▶ What you are asked to do
Rewrite the items below, putting "timber" wherever "wooden" appears and leaving everything else unchanged.

[start of Data provided]

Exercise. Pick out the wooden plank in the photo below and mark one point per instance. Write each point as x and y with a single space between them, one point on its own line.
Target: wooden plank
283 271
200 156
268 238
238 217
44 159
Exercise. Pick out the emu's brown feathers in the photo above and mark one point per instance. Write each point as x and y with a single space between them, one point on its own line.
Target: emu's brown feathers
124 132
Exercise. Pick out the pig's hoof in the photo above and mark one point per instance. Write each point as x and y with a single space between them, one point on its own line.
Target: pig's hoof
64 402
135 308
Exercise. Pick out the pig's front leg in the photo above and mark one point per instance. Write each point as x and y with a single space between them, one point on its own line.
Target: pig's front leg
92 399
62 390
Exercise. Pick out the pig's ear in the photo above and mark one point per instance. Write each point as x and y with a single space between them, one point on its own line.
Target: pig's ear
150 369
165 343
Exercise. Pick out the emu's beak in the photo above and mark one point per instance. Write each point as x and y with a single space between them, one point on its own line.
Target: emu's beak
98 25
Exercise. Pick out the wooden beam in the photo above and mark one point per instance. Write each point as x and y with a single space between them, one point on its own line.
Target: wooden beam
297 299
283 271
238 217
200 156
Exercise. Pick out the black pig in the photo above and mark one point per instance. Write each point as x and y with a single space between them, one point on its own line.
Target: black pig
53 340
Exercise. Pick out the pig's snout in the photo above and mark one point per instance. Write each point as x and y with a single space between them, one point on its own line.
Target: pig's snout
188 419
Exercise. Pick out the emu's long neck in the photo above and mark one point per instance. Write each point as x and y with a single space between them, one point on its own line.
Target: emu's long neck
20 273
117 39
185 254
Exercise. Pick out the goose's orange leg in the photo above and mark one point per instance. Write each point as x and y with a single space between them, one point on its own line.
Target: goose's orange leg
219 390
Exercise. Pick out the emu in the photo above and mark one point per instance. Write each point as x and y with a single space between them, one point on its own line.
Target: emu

[end of Data provided]

▶ Solution to this problem
Exercise. Pick out the timber plank in the photo below and mark one point per instance. Write each point as x and y with a single space between them, one point on its own line.
Target: timber plank
283 271
200 156
268 238
238 217
44 159
Exercise. Pick out the emu's brown feathers in the photo above and mark one point per instance. Write each point as x and y with a single space between them, one point on its own line.
Target: emu's brown feathers
124 132
Exercise. Pick out the pig's hoof in the photo above and mark one point per instance. Write each point as x and y with a single space between them, one point on its own line.
Target: pig's hoof
64 402
135 308
Exercise. Pick out the pig's front leg in the photo above and mark one point per instance. Write each point as x and y with a single space between them, one point on its own line.
Target: pig's front leg
92 399
62 390
Exercise. Pick out the pig's ear in the photo above and mark one point per instance. Write each point as x and y with a single space between them, one point on its own line.
Target: pig's ear
150 369
165 343
Exercise. Pick out the emu's beak in the photo above and mark one point per instance. Write each point as x and y with a single space between them, one point on its own line.
Target: emu's beak
98 25
Exercise. Pick out the timber beam in the photo above and mark one point per instance. Write each point as x and y with a single space between them, one point on its own line.
Target: timber beam
297 299
283 271
238 217
200 156
Exercise. Pick out the black pig in the photo above and mark one point per instance. Write each point as x and y with a single space between them, one point on its own line.
Target: black pig
53 340
Exercise. Pick out the pig's snout in the photo above and mark one point per instance. Write each point as x and y with a single space between them, one point on its own line.
Target: pig's snout
188 419
Exercise. Pick out the emu's long neck in the photo above and mark one point per instance. Write each point as x and y with a single space between them, one point on its own line.
Target: emu's long neck
20 273
117 39
185 254
Exercise. Pick out the goose's orange leg in the photo above and mark one point per instance. Write each point as x and y with a single space between them, one point on its own line.
Target: goose's orange leg
219 390
Exercise. Pick out the emu in the photo above and mark one point per instance. Write each point as x and y with a single space between them, one point on its own line.
Target: emu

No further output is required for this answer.